→ **課題**:
ポリュビオス第25・26巻の要約から、「第三次マケドニア戦争の名高い」を含む語句で始まり「容姿も好ましいものであった。」で終わる部分を、一字一句変えずに書き写す。

→ **本文抜粋**:
*-*-*
第三次マケドニア戦争の名高いピュドナの戦いアエミリウス・パウルス[プルタルコスが伝記(英雄伝4)を書いている]についての記述はほとんど残っていないが、まあローマ史の重要場面ではある。

 

<第25巻>

 1. ストラボンによる断片: ポリュビオスは、ティベリウス・グラックスの活躍と業績を過度に評価している、と批判している[私としては、あの有名なグラックス兄弟の生みの親というだけでも評価されるべきだと思う]。

 2. ポントスの王ファルナケス1世は、カッパドキアアリアラテス4世、シリア王エウメネス2世との戦争が激化したので講和交渉に入り、[前179年]講和が成立し、ポントスはガラティアとパフラゴニアからの撤退を余儀なくされ、捕虜の返還、賠償の支払いなど、多くの譲歩を強いられた。

 3. マケドニア王ペルセウスは、ローマとの友好関係を更新し、多くのギリシア人の期待を集めるような寛容策をとり、生活態度も容姿も好ましいものであった。

 4〜5. ローマが征服した リュキア[小アジア南西部]からの使節は、ロドスからの重圧を訴え、元老院の同情をかい、調停のための使節を送った。ロドスは、シリアの王女ラディオケがマケドニア王ペルセウスに嫁ぐ際、艦隊による護送を行ない、それが反ローマ的だとみなされていた。リュキアはロドスの同盟国にすぎないというローマの使節の主張にロドスは激怒し、ローマはリュキアに騙されていると思い、ローマに使節を送ることにした。ローマには、ダルダニアおよびテッサリアの使節も入り、[ゲルマン系]バスタルナイ人がマケドニアと同盟していることの恐怖を訴えたので、元老院は調査委員を送ることにした。

 

<第26巻>

 1.[前176〜前175年、]ポリュビオスは、シリア王アンティオコス4世を、市井の者と気安く交わることから、エピマネス(気狂い)と呼んでいる。この王は公衆浴場で庶民とともに入浴したと思うと、諸都市で豪華な生贄や供物を捧げたりした。
*-*-*
→ **提供記録**:
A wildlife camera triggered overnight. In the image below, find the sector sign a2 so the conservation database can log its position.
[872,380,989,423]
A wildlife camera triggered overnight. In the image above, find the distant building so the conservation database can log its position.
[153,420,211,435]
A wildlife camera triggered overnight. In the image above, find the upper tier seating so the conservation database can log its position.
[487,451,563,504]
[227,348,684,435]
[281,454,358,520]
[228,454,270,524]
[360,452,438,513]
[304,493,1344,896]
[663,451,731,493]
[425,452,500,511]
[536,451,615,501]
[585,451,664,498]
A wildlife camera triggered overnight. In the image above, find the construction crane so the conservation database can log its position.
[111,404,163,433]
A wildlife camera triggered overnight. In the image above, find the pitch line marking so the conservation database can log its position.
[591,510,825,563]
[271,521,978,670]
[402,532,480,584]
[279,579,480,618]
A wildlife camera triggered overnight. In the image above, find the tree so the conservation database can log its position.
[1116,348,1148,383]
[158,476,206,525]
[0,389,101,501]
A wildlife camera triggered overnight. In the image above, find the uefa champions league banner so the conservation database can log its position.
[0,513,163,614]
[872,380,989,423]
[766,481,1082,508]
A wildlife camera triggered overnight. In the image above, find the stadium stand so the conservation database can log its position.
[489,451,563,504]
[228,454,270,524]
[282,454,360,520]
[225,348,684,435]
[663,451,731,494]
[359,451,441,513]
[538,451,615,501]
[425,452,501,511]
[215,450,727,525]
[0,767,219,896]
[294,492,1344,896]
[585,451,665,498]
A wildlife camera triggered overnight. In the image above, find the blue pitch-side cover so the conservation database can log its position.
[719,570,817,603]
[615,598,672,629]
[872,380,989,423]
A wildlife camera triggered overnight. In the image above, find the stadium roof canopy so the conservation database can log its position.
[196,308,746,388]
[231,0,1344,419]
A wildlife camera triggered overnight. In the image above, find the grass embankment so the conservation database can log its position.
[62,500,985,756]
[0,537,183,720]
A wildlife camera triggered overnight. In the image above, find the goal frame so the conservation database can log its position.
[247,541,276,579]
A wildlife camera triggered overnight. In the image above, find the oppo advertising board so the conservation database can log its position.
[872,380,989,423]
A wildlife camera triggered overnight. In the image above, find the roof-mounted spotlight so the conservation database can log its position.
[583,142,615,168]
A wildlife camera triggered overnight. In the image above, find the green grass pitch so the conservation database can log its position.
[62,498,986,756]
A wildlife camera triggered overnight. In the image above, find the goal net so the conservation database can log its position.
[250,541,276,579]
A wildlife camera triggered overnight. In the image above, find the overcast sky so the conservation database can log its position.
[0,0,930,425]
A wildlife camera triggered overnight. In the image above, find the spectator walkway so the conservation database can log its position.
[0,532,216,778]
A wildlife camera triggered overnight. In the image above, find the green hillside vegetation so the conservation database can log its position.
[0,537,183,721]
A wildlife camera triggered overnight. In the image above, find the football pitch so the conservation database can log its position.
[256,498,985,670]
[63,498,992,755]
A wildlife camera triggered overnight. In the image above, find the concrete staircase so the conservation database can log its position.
*-*-*
→ **解答**:
第三次マケドニア戦争の名高いピュドナの戦いアエミリウス・パウルス[プルタルコスが伝記(英雄伝4)を書いている]についての記述はほとんど残っていないが、まあローマ史の重要場面ではある。

 

<第25巻>

 1. ストラボンによる断片: ポリュビオスは、ティベリウス・グラックスの活躍と業績を過度に評価している、と批判している[私としては、あの有名なグラックス兄弟の生みの親というだけでも評価されるべきだと思う]。

 2. ポントスの王ファルナケス1世は、カッパドキアアリアラテス4世、シリア王エウメネス2世との戦争が激化したので講和交渉に入り、[前179年]講和が成立し、ポントスはガラティアとパフラゴニアからの撤退を余儀なくされ、捕虜の返還、賠償の支払いなど、多くの譲歩を強いられた。

 3. マケドニア王ペルセウスは、ローマとの友好関係を更新し、多くのギリシア人の期待を集めるような寛容策をとり、生活態度も容姿も好ましいものであった。